→ Stated problem 1:
Retype the Flex:ai article word for word, starting with "Aside from being" and going on through "workloads are queued.".
→ Stated problem 2:
Continue the Flex:ai article, picking up right after its final sentence.

→ Quoted passage:

++++++++++++++++++++

Huawei claims new software can 'create an analogue AI chip 1000 times faster than Nvidia’s chips' — open source Flex:ai software designed to boost AI-chip utilization
The platform promises to pool GPUs and NPUs and raise average utilization by about 30%.
Huawei has introduced Flex:ai, an open-source orchestration tool designed to raise the utilization rate of AI chips in large-scale compute clusters. Announced on Friday, November 21, the platform builds on Kubernetes and will be released through Huawei’s ModelEngine developer community. It arrives amid continued U.S.export restrictions on high-end GPU hardware and reflects a growing shift inside China toward software-side efficiency gains as a stopgap for constrained silicon supply.
Aside from being equipped to help China “...create an analogue AI chip 1000 times faster than Nvidia’s chips,” Huawei claims Flex:ai can raise average utilization by around 30%. It reportedly does this by slicing individual GPU or NPU cards into multiple virtual compute instances and orchestrating workloads across heterogeneous hardware types.
Smaller tasks that might otherwise underuse a full accelerator are stacked alongside one another, while larger models that exceed the capacity of a single device can span multiple cards. The tool includes a smart scheduler, dubbed Hi Scheduler, that redistributes idle resources across nodes in real time, automatically reassigning compute to wherever AI workloads are queued.

++++++++++++++++++++

→ Stored data:
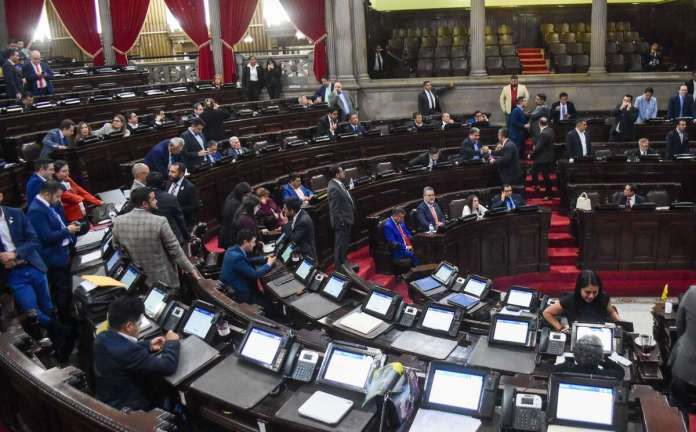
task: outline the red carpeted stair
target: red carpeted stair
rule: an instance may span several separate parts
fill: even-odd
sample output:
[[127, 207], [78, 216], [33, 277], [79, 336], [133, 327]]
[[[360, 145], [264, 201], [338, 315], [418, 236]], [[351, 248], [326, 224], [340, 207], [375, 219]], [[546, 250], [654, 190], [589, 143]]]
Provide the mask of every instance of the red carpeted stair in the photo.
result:
[[546, 66], [542, 48], [519, 48], [517, 55], [520, 58], [520, 63], [522, 63], [523, 75], [551, 73]]

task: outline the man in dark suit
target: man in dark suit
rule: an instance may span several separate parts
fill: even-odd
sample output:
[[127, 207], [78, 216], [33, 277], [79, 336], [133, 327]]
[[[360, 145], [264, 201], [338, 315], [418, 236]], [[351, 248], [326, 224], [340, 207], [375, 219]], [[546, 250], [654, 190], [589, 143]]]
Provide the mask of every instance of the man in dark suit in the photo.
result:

++++++++++++++++++++

→ Task result 1:
Aside from being equipped to help China “...create an analogue AI chip 1000 times faster than Nvidia’s chips,” Huawei claims Flex:ai can raise average utilization by around 30%. It reportedly does this by slicing individual GPU or NPU cards into multiple virtual compute instances and orchestrating workloads across heterogeneous hardware types.
Smaller tasks that might otherwise underuse a full accelerator are stacked alongside one another, while larger models that exceed the capacity of a single device can span multiple cards. The tool includes a smart scheduler, dubbed Hi Scheduler, that redistributes idle resources across nodes in real time, automatically reassigning compute to wherever AI workloads are queued.

→ Task result 2:
Flex:ai’s architecture builds on existing open-source Kubernetes foundations but extends them in ways that are still uncommon across open deployments. Kubernetes already supports device plugins to expose accelerators and schedulers, such as Volcano, or frameworks like Ray can perform fractional allocation and gang scheduling. Flex:ai appears to unify them at a higher layer while integrating support for Ascend NPUs alongside standard GPU hardware.
The launch resembles functionality offered by Run:ai, an orchestration platform acquired by Nvidia in 2024, which enables multi-tenant scheduling and workload pre-emption across large GPU clusters. Huawei’s version, at least on paper, makes similar claims but does so with a focus on open-source deployment and cross-accelerator compatibility. That may give it broader relevance in clusters built around Chinese silicon, particularly those using Ascend chips.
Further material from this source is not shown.